*LISTING*.
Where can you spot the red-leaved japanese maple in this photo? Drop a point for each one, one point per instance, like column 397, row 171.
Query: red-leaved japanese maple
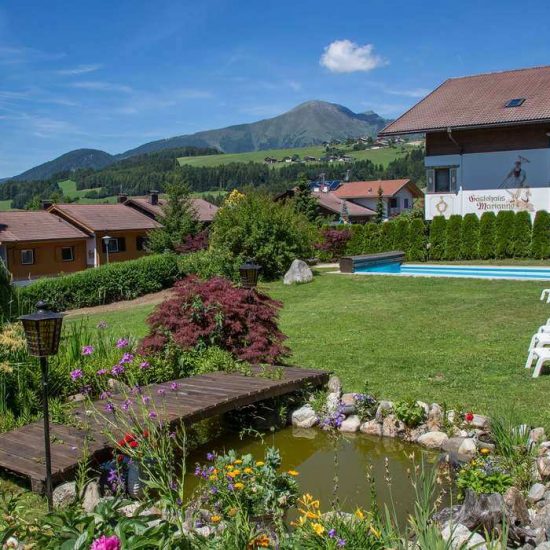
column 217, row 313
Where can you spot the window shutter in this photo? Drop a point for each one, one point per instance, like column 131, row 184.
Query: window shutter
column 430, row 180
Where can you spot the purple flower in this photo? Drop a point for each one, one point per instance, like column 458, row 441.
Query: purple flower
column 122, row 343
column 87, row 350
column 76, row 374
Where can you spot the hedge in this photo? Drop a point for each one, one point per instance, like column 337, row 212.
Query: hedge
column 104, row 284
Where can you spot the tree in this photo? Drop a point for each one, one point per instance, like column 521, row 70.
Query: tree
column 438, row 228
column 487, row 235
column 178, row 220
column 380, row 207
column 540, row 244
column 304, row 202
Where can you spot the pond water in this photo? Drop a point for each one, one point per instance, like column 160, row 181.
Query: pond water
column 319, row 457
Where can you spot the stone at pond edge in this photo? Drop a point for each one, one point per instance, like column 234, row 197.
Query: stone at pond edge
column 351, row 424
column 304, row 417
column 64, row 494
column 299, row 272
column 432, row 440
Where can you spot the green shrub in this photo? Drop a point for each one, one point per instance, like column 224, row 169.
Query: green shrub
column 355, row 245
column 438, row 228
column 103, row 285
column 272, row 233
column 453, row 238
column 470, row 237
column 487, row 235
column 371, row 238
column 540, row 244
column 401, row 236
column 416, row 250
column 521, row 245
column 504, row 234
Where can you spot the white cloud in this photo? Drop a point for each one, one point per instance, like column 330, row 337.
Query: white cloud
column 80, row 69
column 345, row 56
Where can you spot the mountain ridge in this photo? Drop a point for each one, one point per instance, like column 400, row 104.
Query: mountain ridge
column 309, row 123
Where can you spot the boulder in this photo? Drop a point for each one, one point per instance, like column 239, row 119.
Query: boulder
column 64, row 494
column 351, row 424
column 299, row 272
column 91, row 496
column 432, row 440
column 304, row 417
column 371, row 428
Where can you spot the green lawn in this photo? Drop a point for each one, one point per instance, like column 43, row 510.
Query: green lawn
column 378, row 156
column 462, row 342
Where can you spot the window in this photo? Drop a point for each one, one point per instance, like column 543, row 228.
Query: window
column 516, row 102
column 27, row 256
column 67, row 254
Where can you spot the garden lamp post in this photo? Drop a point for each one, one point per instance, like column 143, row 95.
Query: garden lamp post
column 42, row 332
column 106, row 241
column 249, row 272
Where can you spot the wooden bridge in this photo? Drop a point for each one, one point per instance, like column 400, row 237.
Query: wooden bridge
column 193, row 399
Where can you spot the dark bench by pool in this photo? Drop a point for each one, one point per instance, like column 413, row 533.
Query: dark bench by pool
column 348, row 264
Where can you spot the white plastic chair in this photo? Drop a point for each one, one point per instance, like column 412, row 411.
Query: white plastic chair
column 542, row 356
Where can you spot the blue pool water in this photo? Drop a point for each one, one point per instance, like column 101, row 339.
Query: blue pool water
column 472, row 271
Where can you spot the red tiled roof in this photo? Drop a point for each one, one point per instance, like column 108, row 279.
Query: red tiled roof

*TASK REQUIREMENTS*. Copy out all of the material above word for word, leaving the pictures out.

*OUTPUT*.
Where can you spot the red-leaved japanese maple in this photo? Drop a point for each one, one point per instance, like column 397, row 171.
Query: red-leaved japanese maple
column 217, row 313
Where can you spot the window shutter in this photo? Drop a point for each one, one point per instance, like column 131, row 184.
Query: window shutter
column 430, row 180
Where can you spot the purple flower in this photo? Drop a point for each one, one point per instance, like column 458, row 441.
Query: purple flower
column 122, row 343
column 87, row 350
column 76, row 374
Where can you spot the hedge in this photo? Drop a point for each one, one point per instance, like column 337, row 212.
Query: hedge
column 104, row 284
Where can you spot the tree in this photo? Drop a point for each one, one point per instance, like column 521, row 70.
Query: tree
column 438, row 228
column 487, row 235
column 178, row 220
column 380, row 207
column 540, row 244
column 304, row 202
Where can you spot the pond water in this photo? Drop a point for each one, one point per instance, like column 160, row 181.
Query: pond water
column 319, row 457
Where can you spot the stone at pond edge in this photo? Drop a point for each one, one point per instance, like column 234, row 197.
Query: stone at pond edge
column 351, row 424
column 304, row 417
column 64, row 494
column 299, row 272
column 432, row 440
Where can you spot the green shrub in this photo? Drop a point for each one, one point per instance, like column 224, row 169.
Query: green shrub
column 355, row 245
column 438, row 228
column 103, row 285
column 272, row 233
column 453, row 238
column 470, row 237
column 487, row 235
column 371, row 238
column 540, row 244
column 401, row 236
column 416, row 250
column 521, row 245
column 504, row 234
Where can you spot the white cloud in this photo? Drop a point for each one, one point per instance, like column 330, row 337.
Query: white cloud
column 80, row 69
column 345, row 56
Where can you spot the mountain ridge in this photo? Drop a point for each one, one point per instance, like column 400, row 104.
Query: mountain ridge
column 309, row 123
Where can you spot the boulder in this photo? Drop a point for each one, one point per instance, like column 239, row 119.
Query: boulder
column 64, row 494
column 351, row 424
column 299, row 272
column 91, row 496
column 432, row 440
column 304, row 417
column 371, row 428
Where can you spot the green lawn in this photo? Drop a point for each one, one point per instance, like column 43, row 510.
Query: green lawn
column 378, row 156
column 462, row 342
Where can you spot the window in this photo? Drop a point for each one, one point per instance, like column 543, row 228.
Query: window
column 516, row 102
column 27, row 256
column 67, row 254
Where can you spot the garden lamp post in this photo? Drop a point for each one, one point per instance, like column 143, row 95.
Query: garden lamp post
column 42, row 332
column 106, row 241
column 249, row 272
Where can you spot the wooden bridge in this photo? Drop a point for each one, one point per instance, like column 400, row 237.
Query: wooden bridge
column 193, row 399
Where can you spot the dark bench by pool in this photo? Drop a point for each one, one point per instance, like column 413, row 533.
Query: dark bench by pool
column 348, row 264
Where can you spot the white plastic chair in this photo? Drop a point for each one, one point per instance, like column 412, row 411.
Query: white plastic chair
column 542, row 356
Where can you spot the blue pool water in this photo? Drop a point for each one, one point per instance, like column 101, row 339.
Query: blue pool water
column 472, row 271
Where can you spot the red tiled roof in this photo? Drop a point for each one, one point per instance, like column 108, row 279.
Query: red tiled roof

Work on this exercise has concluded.